## Exercise 1
In the piece on the Brooklyn Center protests, render the sentence "After dark, the avenue is lit by floodlights." into Spanish.

____ Page extract

Cars and trucks speed down the wide suburban road in Brooklyn Center, Minnesota. There are apartments, a church and a high school. And a police station.

The police station, now separated from the avenue by chain-link fencing, has been the focus of protests for five nights and counting, after an officer killed a black man last Sunday — just 13 miles north of where another former officer is on trial for killing a black man.

The death of Daunte Wright, 20, comes as Minneapolis is already bracing itself for a verdict in the trial of Derek Chauvin on charges that he murdered George Floyd last May. Floyd’s death set off protests for racial justice around the world.

“When I see it and I heard it, I said, ‘Not again’,” said Annette Combs, who works near Humboldt, of her reaction when she learned of Wright’s death.

After dark, the avenue is lit by floodlights. National Guard jeeps and armoured vehicles seal off access from the south. There is a cacophony of flash bangs, tear gas and rubber bullets from law enforcement, and fireworks from protesters. Police have arrested dozens for violating a curfew imposed by the city.

________

## Exercise 2
Return each line of the records below that contains the string "distant", matching case exactly.

____ The records

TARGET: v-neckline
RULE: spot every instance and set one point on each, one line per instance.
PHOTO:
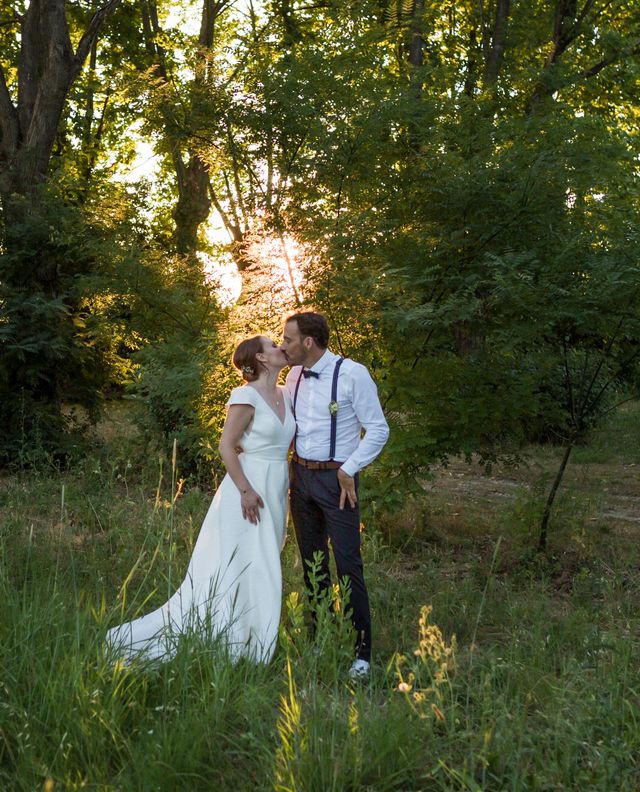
(284, 420)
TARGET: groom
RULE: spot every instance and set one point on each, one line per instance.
(334, 399)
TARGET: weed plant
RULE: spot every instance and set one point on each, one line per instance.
(538, 690)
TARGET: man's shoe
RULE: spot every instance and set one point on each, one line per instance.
(360, 669)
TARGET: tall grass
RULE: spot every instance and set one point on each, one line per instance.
(539, 690)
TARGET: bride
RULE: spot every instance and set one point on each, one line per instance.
(233, 584)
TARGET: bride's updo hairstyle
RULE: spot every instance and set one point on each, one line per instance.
(244, 358)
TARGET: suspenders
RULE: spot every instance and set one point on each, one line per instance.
(334, 398)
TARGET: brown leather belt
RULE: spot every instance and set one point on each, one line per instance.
(312, 464)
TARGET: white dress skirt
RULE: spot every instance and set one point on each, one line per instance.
(232, 590)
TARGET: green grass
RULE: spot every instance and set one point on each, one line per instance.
(543, 695)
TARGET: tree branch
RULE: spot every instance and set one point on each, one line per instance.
(90, 34)
(8, 119)
(634, 49)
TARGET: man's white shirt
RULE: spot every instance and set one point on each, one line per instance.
(358, 408)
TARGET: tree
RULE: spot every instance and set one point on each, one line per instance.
(46, 69)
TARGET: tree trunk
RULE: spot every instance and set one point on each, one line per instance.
(47, 67)
(496, 52)
(542, 540)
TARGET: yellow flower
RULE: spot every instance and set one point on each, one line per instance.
(437, 712)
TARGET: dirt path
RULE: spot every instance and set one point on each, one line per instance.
(603, 485)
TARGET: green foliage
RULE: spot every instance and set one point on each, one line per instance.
(540, 677)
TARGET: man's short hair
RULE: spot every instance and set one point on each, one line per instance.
(314, 325)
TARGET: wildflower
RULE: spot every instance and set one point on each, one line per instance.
(437, 712)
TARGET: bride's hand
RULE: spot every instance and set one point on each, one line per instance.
(251, 504)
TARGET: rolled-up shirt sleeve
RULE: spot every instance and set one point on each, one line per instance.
(368, 410)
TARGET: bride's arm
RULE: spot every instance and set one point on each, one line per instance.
(239, 417)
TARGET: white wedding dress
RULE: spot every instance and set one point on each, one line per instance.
(233, 587)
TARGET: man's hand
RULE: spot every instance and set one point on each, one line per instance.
(251, 504)
(347, 489)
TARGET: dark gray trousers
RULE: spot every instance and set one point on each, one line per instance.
(315, 501)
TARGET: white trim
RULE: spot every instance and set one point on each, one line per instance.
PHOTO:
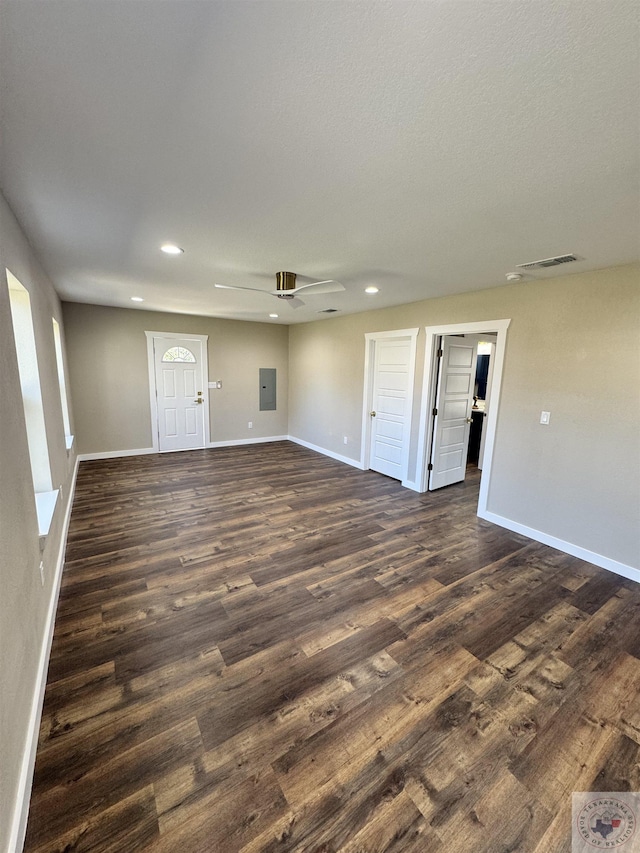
(561, 545)
(355, 463)
(371, 338)
(153, 400)
(21, 808)
(430, 366)
(45, 507)
(116, 454)
(236, 442)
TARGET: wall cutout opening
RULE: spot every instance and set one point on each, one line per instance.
(62, 383)
(25, 343)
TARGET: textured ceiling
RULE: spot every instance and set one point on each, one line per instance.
(423, 147)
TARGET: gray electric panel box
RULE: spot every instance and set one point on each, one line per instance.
(267, 389)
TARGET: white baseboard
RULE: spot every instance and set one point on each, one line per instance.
(116, 454)
(355, 463)
(23, 796)
(237, 442)
(561, 545)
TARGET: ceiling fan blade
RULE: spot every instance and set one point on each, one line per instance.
(319, 287)
(235, 287)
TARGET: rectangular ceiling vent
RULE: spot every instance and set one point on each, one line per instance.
(549, 262)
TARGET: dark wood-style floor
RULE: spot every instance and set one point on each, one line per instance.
(259, 649)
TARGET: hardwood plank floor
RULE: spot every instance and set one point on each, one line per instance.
(258, 649)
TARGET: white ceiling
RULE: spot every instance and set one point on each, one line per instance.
(422, 147)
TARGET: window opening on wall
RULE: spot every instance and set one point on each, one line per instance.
(25, 342)
(62, 383)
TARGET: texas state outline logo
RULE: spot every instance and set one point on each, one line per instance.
(605, 821)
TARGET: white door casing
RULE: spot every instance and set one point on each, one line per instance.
(433, 334)
(487, 404)
(178, 382)
(452, 412)
(389, 379)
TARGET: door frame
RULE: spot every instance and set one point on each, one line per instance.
(153, 399)
(371, 339)
(433, 334)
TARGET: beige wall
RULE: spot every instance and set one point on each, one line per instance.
(572, 349)
(110, 380)
(24, 602)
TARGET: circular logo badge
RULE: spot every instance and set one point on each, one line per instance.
(607, 822)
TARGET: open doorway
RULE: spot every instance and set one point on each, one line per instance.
(432, 373)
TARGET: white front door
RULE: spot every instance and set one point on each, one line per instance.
(452, 418)
(390, 415)
(180, 393)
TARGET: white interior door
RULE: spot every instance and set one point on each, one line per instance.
(390, 416)
(452, 419)
(179, 393)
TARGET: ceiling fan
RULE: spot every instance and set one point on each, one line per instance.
(286, 288)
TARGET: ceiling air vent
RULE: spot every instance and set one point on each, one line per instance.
(549, 262)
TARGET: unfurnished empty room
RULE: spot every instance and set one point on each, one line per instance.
(319, 405)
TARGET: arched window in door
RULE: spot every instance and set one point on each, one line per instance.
(178, 354)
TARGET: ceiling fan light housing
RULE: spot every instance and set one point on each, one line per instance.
(285, 281)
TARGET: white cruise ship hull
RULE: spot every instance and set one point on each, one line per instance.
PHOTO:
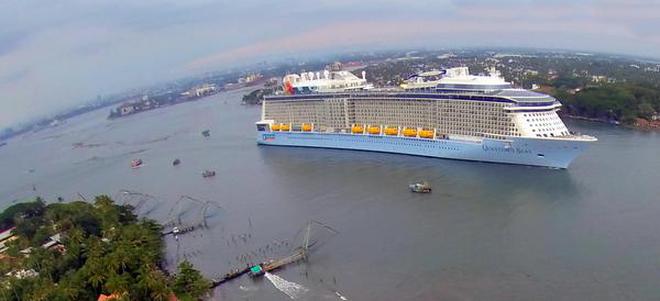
(554, 153)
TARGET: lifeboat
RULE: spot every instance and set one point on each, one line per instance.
(373, 130)
(357, 129)
(426, 133)
(410, 132)
(391, 130)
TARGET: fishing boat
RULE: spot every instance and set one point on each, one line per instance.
(136, 163)
(421, 187)
(208, 173)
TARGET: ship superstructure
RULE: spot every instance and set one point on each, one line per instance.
(441, 113)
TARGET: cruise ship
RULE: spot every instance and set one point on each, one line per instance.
(446, 113)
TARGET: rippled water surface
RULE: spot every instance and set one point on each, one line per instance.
(487, 232)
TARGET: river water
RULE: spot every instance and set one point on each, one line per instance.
(487, 232)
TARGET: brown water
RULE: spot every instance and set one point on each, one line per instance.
(487, 232)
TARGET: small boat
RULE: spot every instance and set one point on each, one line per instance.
(256, 271)
(136, 163)
(421, 187)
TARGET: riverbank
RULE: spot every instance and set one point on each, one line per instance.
(639, 124)
(84, 251)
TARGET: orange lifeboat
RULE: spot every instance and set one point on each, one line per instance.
(373, 130)
(426, 133)
(410, 132)
(275, 127)
(391, 131)
(357, 129)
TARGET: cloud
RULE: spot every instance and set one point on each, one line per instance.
(57, 54)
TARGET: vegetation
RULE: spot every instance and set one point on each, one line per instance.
(613, 102)
(105, 249)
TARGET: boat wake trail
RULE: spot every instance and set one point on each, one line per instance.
(291, 289)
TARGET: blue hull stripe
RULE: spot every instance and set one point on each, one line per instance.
(554, 153)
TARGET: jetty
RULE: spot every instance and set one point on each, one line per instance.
(299, 254)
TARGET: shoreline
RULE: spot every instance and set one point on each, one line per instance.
(648, 125)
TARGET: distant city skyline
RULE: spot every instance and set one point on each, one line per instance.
(60, 54)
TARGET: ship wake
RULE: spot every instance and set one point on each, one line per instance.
(291, 289)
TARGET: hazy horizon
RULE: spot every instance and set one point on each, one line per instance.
(58, 55)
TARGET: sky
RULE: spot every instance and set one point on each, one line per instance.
(59, 54)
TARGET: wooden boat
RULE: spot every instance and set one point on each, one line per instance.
(421, 187)
(136, 163)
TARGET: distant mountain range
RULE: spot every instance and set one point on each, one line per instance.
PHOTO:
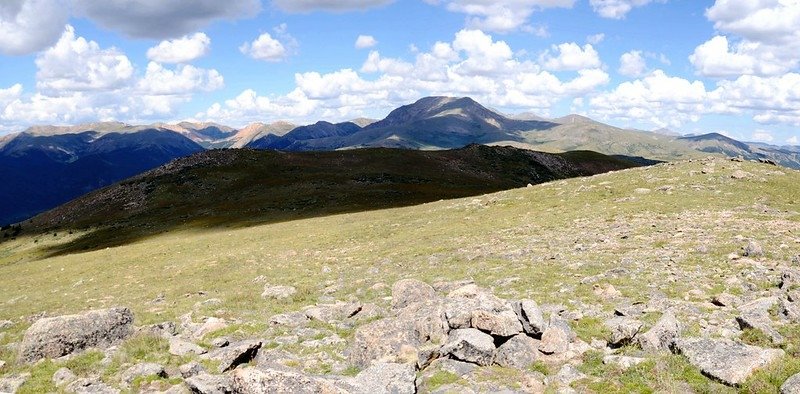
(45, 166)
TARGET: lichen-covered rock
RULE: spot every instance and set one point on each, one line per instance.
(58, 336)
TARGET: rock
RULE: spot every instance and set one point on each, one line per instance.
(90, 386)
(662, 335)
(408, 291)
(530, 316)
(191, 369)
(623, 330)
(470, 345)
(180, 347)
(518, 352)
(210, 384)
(331, 313)
(725, 360)
(623, 362)
(385, 378)
(10, 384)
(290, 319)
(235, 354)
(142, 370)
(63, 376)
(252, 380)
(58, 336)
(791, 385)
(753, 249)
(278, 292)
(501, 324)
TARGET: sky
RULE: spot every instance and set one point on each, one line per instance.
(691, 66)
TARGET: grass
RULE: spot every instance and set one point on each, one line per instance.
(527, 233)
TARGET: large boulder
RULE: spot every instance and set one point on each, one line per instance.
(59, 336)
(725, 360)
(409, 291)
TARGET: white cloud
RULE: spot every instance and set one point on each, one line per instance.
(632, 64)
(162, 19)
(181, 50)
(500, 15)
(28, 26)
(328, 5)
(570, 57)
(265, 48)
(363, 42)
(74, 65)
(616, 9)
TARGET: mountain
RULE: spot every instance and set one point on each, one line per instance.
(225, 187)
(47, 166)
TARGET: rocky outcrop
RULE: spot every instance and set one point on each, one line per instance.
(58, 336)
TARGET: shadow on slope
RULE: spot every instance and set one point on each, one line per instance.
(237, 188)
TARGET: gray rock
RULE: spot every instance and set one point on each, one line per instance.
(191, 369)
(210, 384)
(385, 378)
(142, 370)
(180, 347)
(58, 336)
(502, 324)
(791, 385)
(518, 352)
(63, 376)
(235, 354)
(408, 291)
(252, 380)
(530, 316)
(662, 335)
(90, 386)
(10, 384)
(470, 345)
(331, 313)
(725, 360)
(623, 330)
(278, 292)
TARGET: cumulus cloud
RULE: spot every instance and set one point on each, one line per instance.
(328, 5)
(632, 64)
(162, 19)
(28, 26)
(266, 48)
(363, 42)
(570, 57)
(500, 15)
(616, 9)
(180, 50)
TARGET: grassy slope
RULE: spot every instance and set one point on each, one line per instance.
(546, 237)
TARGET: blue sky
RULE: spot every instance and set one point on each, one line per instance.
(730, 66)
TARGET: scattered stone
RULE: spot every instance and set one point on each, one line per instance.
(278, 292)
(141, 370)
(725, 360)
(530, 316)
(623, 330)
(279, 380)
(518, 352)
(58, 336)
(470, 345)
(623, 362)
(385, 378)
(408, 291)
(63, 376)
(234, 354)
(662, 335)
(204, 383)
(180, 347)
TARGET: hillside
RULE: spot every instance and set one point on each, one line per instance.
(710, 241)
(247, 187)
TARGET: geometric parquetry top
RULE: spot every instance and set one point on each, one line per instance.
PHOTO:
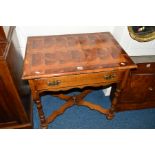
(48, 56)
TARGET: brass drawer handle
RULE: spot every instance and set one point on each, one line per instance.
(109, 76)
(150, 89)
(54, 83)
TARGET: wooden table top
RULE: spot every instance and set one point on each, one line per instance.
(48, 56)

________

## Task answer 1
Después del anochecer, la avenida está iluminada por reflectores.

## Task answer 2
TARGET: distant city skyline
TARGET: distant mountain range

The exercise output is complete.